▶ **Task details**
Resize the stretch of the listing from its start through the line containing "219 37 L 218" by writing out every line again, requests included, with each coordinate and viewBox number in the answers multiplied by 1.65 and rounded to a whole number, halves up. Numbers in the requests and their format samples stay as they are.

▶ **Supplied data**
==================================================

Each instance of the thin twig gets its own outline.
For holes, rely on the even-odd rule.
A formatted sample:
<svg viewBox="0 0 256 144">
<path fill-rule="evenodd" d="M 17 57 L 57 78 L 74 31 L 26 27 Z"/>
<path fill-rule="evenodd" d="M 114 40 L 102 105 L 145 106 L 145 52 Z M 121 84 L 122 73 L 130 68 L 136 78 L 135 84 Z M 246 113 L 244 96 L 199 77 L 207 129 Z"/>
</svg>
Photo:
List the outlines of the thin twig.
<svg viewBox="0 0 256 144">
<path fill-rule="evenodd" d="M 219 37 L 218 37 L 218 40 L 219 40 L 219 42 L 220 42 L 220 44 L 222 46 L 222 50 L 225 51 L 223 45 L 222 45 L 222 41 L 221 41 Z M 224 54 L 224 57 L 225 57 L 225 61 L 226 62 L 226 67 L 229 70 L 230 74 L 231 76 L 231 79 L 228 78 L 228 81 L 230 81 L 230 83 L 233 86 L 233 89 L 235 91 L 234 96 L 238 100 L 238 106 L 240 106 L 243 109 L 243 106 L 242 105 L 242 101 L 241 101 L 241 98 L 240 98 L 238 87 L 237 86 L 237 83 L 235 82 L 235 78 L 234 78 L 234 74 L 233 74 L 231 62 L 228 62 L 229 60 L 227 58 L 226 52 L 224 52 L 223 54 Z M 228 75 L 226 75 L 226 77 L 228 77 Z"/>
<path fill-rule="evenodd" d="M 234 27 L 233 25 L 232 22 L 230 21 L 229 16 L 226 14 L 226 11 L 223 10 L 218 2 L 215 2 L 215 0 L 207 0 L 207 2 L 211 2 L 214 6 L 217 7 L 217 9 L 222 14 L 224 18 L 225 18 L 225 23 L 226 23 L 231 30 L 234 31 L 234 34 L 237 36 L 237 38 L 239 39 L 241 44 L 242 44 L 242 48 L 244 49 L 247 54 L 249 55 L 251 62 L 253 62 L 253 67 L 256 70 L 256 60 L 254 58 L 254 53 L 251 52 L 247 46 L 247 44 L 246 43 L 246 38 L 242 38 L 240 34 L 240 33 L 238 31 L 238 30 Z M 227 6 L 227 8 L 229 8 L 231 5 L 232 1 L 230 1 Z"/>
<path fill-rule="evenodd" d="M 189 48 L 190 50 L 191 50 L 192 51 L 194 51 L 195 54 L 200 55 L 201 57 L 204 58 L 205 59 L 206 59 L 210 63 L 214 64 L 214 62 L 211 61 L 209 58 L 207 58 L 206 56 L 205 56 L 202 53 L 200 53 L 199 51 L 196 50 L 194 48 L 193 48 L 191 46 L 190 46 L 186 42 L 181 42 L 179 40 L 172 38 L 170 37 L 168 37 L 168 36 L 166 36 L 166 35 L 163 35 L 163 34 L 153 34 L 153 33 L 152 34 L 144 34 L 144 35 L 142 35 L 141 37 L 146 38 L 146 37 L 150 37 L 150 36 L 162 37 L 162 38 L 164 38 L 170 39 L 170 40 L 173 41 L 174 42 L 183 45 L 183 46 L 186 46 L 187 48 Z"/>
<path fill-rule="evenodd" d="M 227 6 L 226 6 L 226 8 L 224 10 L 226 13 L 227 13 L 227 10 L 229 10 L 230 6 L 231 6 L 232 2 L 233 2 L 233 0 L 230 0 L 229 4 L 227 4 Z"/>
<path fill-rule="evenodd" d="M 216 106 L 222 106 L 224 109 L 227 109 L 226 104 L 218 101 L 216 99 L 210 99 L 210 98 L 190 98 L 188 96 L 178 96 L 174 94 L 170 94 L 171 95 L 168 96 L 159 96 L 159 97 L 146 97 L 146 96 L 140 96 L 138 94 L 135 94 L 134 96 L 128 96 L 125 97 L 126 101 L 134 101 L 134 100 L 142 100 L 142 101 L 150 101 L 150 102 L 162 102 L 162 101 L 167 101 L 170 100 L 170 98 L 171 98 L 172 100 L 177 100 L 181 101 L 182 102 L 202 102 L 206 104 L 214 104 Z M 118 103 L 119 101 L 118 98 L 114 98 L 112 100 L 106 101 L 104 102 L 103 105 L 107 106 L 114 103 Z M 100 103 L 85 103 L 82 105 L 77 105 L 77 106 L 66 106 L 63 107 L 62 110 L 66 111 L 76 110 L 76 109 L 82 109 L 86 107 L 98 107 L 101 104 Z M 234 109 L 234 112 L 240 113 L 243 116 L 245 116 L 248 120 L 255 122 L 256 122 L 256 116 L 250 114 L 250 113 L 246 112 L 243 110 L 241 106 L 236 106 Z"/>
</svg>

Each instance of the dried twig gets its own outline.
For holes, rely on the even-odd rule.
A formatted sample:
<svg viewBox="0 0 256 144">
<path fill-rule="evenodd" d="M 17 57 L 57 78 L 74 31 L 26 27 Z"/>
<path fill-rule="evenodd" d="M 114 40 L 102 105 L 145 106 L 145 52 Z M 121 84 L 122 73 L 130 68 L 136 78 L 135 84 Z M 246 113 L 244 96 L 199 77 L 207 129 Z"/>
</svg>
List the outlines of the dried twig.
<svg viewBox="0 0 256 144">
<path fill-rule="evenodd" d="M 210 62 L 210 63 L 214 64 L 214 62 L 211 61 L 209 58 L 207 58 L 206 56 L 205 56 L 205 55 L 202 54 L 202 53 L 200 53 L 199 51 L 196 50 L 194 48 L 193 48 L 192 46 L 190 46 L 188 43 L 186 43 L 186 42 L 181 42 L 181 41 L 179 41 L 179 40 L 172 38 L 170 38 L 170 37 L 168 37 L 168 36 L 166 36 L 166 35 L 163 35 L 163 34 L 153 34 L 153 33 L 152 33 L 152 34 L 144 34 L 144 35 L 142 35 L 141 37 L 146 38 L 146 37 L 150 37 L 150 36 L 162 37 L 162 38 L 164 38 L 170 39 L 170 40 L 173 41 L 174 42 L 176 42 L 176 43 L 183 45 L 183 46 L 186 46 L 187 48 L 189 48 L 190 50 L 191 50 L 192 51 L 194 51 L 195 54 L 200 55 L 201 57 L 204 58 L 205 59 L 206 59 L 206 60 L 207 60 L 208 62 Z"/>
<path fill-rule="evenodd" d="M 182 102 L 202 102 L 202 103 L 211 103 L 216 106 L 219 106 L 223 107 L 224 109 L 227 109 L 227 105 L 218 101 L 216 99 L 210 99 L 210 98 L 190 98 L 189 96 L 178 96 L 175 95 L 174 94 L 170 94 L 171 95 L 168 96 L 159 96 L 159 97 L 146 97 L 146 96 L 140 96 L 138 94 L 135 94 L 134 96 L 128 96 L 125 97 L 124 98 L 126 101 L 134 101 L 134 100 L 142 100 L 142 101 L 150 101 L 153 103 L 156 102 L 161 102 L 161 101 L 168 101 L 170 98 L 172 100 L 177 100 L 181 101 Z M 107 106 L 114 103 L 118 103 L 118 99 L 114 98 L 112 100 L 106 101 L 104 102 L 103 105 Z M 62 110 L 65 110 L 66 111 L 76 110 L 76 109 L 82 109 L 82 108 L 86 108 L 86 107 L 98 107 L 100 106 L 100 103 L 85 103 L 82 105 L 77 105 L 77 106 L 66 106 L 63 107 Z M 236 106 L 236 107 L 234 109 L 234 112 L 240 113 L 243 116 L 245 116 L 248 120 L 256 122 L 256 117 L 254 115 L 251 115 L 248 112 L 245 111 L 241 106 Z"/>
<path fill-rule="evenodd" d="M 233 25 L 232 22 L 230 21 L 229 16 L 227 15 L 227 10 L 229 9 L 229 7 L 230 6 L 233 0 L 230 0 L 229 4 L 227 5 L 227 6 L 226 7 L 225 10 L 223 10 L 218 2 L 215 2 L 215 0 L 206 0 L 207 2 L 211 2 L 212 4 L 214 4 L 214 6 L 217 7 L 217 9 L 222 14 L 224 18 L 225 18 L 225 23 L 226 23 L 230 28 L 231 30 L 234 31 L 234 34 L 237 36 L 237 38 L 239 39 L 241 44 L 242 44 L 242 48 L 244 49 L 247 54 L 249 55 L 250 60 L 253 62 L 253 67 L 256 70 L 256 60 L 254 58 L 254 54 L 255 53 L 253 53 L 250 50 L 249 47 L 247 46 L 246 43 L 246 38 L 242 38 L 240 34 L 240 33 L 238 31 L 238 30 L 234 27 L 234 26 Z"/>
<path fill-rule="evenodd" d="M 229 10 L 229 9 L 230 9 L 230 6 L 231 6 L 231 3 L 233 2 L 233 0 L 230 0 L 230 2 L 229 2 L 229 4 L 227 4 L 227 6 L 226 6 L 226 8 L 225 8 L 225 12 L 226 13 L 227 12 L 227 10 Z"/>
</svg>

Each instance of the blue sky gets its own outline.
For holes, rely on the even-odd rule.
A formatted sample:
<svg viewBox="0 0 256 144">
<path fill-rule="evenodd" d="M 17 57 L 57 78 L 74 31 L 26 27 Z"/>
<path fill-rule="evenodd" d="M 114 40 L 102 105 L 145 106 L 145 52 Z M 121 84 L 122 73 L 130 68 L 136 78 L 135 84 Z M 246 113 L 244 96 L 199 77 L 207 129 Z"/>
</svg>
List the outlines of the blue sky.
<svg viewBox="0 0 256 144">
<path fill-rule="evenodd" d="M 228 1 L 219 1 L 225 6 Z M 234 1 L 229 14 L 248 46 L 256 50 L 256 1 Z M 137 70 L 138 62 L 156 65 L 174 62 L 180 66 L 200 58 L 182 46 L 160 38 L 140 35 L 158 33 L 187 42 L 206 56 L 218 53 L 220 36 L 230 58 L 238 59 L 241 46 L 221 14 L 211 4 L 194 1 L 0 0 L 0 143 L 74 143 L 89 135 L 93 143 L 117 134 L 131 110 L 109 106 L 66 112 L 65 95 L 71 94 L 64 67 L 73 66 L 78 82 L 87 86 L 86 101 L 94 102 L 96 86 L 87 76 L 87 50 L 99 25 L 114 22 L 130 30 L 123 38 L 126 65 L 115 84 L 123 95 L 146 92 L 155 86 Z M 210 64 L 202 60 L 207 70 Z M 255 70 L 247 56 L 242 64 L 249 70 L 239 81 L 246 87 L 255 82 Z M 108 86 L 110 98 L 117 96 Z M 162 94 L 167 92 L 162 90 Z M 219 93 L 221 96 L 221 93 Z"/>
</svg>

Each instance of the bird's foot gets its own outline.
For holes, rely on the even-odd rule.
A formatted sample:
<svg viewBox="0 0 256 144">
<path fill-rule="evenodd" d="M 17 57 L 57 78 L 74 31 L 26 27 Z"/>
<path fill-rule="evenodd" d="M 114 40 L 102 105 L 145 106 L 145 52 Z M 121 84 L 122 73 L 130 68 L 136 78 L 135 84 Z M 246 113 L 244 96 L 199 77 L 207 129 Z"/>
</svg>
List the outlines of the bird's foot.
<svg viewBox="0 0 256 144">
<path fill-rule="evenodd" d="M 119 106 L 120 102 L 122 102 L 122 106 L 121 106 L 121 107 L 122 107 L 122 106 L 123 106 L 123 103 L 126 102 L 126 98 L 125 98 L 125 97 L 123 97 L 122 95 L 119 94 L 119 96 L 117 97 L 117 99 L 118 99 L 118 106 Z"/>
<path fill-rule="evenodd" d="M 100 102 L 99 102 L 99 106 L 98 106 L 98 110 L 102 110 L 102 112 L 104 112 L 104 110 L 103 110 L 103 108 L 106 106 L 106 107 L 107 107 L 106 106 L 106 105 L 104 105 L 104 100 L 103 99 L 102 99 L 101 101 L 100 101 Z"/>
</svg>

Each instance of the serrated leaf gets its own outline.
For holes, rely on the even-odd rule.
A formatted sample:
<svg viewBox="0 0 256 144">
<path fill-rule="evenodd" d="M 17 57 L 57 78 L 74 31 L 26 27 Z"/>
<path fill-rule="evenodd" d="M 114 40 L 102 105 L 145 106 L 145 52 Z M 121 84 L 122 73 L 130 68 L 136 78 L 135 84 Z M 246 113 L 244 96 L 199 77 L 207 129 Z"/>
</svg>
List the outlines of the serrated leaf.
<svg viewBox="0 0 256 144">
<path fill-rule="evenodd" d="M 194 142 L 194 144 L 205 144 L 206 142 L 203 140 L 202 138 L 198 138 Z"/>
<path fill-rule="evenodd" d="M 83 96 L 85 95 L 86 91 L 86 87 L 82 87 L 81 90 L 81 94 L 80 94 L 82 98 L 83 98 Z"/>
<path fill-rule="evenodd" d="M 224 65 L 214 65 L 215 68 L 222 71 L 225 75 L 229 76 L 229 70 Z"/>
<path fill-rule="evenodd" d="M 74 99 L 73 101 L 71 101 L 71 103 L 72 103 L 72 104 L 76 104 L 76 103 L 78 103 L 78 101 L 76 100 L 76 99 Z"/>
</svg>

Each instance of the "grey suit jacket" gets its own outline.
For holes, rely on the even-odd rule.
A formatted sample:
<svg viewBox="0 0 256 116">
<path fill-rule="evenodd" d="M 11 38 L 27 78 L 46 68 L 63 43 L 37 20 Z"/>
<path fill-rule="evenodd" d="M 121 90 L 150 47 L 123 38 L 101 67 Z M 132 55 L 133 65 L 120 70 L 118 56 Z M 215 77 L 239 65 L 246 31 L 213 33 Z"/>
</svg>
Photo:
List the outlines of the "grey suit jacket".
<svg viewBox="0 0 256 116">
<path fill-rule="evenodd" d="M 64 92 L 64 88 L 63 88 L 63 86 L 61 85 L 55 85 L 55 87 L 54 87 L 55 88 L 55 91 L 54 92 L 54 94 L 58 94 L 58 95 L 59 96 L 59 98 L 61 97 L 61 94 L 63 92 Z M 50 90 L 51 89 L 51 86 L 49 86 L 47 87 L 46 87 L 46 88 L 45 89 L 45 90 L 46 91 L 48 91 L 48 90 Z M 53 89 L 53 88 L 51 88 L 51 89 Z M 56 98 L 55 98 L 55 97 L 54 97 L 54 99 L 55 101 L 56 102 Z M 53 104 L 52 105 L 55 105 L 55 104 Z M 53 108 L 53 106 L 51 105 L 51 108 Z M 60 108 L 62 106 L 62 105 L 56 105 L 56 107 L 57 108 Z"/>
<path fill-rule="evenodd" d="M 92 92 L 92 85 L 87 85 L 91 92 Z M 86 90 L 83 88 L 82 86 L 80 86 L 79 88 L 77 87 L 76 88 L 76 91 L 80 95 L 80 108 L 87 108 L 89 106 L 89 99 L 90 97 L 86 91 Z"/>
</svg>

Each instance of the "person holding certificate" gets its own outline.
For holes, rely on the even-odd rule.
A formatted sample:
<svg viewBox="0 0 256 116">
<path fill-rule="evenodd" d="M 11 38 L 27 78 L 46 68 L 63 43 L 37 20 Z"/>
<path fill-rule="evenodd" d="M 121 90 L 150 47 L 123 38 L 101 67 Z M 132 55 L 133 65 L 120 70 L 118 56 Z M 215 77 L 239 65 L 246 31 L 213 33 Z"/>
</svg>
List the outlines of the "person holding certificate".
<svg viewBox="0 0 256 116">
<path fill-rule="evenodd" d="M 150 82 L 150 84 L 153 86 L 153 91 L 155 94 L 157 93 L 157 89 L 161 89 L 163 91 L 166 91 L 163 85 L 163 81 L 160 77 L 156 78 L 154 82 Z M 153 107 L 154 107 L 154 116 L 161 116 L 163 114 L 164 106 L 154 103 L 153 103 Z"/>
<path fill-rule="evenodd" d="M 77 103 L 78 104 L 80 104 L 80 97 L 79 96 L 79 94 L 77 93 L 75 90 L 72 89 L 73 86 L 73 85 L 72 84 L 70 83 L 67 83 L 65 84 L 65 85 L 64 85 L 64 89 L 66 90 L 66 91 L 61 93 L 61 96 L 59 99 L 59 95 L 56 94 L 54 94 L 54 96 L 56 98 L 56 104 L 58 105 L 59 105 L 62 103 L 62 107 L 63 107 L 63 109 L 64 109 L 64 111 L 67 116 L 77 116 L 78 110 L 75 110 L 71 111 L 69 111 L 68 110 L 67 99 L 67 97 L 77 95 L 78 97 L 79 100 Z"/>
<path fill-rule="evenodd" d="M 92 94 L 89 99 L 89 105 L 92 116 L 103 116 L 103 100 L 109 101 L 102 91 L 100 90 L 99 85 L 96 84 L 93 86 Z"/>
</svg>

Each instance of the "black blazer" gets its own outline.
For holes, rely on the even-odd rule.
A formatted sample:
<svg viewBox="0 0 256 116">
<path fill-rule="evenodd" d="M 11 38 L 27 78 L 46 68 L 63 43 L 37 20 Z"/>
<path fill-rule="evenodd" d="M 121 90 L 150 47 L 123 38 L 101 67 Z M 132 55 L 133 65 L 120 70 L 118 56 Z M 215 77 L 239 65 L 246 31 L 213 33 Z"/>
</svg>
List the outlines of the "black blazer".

==================================================

▶ **Exercise response**
Each instance of the thin twig gets its own outline.
For holes, rely on the even-odd rule.
A formatted sample:
<svg viewBox="0 0 256 144">
<path fill-rule="evenodd" d="M 17 57 L 57 78 L 74 31 L 26 27 Z"/>
<path fill-rule="evenodd" d="M 114 40 L 102 105 L 145 106 L 145 52 Z M 121 84 L 122 73 L 130 68 L 136 78 L 135 84 Z M 246 113 L 244 96 L 199 77 L 207 129 Z"/>
</svg>
Photo:
List the outlines of the thin twig.
<svg viewBox="0 0 422 238">
<path fill-rule="evenodd" d="M 361 61 L 360 61 L 360 66 L 361 66 L 361 69 L 363 69 L 363 73 L 366 76 L 366 83 L 371 84 L 368 74 L 366 74 L 366 68 L 365 68 Z M 370 89 L 370 94 L 371 94 L 371 101 L 373 102 L 373 111 L 378 116 L 380 122 L 381 125 L 381 130 L 376 129 L 376 134 L 380 134 L 380 137 L 384 142 L 384 147 L 388 150 L 386 158 L 393 165 L 393 175 L 396 175 L 401 180 L 401 175 L 399 173 L 399 167 L 398 167 L 398 162 L 396 162 L 393 144 L 391 142 L 391 137 L 388 135 L 388 129 L 386 129 L 386 122 L 384 122 L 381 102 L 376 102 L 378 99 L 375 96 L 373 86 L 370 86 L 368 89 Z M 376 124 L 373 124 L 373 127 L 376 127 Z"/>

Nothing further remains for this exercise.